■ Excerpted records
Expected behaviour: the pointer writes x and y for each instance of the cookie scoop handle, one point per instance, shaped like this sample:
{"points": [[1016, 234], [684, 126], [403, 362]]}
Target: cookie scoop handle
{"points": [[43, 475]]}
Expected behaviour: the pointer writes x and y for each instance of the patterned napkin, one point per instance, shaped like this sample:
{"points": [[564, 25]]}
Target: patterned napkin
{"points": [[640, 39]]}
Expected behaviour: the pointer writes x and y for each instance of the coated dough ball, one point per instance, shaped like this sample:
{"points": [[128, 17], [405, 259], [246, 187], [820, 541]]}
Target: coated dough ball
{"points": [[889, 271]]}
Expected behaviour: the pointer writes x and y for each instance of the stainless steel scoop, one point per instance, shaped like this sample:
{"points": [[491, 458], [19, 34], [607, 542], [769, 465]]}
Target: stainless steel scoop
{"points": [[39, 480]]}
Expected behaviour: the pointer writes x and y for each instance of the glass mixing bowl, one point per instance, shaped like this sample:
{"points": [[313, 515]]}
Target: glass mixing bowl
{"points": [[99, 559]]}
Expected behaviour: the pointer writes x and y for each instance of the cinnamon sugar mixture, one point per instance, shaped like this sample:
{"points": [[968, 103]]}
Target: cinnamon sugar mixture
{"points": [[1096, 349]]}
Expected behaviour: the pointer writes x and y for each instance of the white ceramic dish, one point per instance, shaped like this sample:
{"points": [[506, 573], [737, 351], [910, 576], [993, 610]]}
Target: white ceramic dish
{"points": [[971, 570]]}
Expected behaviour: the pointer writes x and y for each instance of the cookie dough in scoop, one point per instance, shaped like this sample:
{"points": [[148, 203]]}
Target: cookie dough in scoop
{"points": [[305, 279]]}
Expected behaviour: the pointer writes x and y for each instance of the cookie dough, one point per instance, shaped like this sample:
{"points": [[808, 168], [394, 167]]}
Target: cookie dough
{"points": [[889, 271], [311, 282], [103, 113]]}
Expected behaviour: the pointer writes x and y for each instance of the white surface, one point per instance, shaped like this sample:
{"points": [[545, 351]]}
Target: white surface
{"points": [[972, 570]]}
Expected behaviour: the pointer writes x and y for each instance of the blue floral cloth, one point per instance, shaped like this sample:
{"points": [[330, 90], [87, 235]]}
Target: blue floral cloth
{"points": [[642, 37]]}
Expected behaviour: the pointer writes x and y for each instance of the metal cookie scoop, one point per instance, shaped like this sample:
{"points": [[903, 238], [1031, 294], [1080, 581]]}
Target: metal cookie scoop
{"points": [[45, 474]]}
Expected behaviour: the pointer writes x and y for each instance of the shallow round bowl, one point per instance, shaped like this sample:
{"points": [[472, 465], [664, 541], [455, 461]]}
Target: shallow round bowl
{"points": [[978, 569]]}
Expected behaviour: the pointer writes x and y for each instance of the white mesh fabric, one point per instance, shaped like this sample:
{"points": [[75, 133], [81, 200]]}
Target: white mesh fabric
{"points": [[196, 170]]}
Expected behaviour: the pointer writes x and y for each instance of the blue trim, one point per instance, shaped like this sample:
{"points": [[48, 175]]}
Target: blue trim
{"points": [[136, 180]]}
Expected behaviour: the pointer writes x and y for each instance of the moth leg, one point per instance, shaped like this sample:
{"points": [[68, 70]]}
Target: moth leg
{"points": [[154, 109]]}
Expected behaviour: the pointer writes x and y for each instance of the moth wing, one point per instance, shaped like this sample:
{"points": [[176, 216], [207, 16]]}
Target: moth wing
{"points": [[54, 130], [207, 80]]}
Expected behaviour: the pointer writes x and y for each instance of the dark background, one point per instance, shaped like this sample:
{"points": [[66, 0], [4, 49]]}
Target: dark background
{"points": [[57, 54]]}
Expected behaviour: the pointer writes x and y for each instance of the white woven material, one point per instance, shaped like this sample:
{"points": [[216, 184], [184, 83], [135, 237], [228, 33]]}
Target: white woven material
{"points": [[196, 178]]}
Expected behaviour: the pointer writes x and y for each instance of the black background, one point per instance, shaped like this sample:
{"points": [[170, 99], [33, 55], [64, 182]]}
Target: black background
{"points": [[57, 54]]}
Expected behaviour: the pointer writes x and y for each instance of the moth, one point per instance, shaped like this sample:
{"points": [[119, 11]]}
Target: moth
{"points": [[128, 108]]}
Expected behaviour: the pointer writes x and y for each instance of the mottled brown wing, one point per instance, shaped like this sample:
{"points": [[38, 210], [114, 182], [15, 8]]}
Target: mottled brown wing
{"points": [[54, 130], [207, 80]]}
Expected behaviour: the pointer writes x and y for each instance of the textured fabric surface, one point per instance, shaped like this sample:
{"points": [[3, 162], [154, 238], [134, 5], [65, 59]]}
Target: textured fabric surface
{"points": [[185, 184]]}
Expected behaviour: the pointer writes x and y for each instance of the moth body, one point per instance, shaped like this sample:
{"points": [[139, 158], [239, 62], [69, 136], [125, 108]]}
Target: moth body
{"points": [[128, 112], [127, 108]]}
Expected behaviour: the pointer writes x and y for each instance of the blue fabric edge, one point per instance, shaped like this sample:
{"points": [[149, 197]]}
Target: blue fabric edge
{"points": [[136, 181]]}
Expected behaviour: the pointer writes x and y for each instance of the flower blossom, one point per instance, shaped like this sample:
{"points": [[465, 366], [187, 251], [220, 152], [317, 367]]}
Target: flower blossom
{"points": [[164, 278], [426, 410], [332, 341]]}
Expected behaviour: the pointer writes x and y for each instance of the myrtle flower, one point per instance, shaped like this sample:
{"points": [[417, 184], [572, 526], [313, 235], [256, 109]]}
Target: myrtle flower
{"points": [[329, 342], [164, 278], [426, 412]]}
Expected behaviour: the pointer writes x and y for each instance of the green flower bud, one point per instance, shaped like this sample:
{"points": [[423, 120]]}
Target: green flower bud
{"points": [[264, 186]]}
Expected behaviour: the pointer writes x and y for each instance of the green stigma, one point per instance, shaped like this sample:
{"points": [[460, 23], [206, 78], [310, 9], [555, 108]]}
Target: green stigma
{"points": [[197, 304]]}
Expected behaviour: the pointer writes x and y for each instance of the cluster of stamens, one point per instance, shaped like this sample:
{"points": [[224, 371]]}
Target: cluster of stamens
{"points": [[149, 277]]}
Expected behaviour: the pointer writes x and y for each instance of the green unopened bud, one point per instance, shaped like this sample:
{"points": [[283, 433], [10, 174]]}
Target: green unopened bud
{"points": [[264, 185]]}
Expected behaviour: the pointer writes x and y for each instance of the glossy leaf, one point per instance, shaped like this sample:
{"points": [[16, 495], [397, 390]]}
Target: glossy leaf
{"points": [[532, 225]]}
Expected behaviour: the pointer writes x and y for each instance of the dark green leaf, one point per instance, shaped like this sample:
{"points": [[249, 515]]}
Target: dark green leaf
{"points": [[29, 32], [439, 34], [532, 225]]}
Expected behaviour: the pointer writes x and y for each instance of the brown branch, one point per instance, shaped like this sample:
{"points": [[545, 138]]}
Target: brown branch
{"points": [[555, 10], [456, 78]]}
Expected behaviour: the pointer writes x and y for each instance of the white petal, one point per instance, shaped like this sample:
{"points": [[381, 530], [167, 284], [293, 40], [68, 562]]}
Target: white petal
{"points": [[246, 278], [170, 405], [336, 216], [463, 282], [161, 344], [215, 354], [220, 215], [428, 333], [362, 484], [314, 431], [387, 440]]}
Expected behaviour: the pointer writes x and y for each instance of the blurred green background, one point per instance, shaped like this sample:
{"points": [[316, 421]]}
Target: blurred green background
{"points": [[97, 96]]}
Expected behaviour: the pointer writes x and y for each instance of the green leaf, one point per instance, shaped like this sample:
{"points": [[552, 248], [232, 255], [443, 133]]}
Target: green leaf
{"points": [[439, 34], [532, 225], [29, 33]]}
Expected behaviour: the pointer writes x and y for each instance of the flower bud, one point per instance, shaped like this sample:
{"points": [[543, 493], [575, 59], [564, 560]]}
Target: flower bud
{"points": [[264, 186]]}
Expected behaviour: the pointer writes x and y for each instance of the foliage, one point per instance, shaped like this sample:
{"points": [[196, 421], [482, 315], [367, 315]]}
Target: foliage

■ Prompt
No lines before the one containing "Target: brown branch" belong in the answer; write out that line and each one after it exactly, through the end of the records.

■ Output below
Target: brown branch
{"points": [[555, 10], [456, 78]]}
Expected behaviour: the pointer writes x and y for each instance of the white petal, one point per instance, shaped like this sample:
{"points": [[381, 530], [167, 284], [293, 40], [68, 562]]}
Target: white petal
{"points": [[246, 278], [170, 405], [336, 216], [463, 282], [161, 344], [215, 354], [220, 215], [428, 333], [362, 484], [314, 431], [387, 440]]}
Expected behaviour: the pointer writes x and y for each instance of the blurred green background, one point per instance, shaped like this sample:
{"points": [[316, 421]]}
Target: blurred green background
{"points": [[97, 96]]}
Expected behaviour: the pointer writes x and y for each instance of the green leaf, one point per instance, shaped like this sample:
{"points": [[552, 248], [232, 255], [443, 133]]}
Target: green leaf
{"points": [[439, 34], [532, 225], [29, 33]]}
Expected behaviour: the pointer writes x and y for each instance of the flower bud, one point per instance, shaped like this sample:
{"points": [[543, 493], [575, 59], [564, 560]]}
Target: flower bud
{"points": [[264, 186]]}
Expected behaviour: the pointer writes x and y for each instance of the foliage, one point per instance, shaped like this sample:
{"points": [[196, 421], [482, 315], [367, 315]]}
Target: foliage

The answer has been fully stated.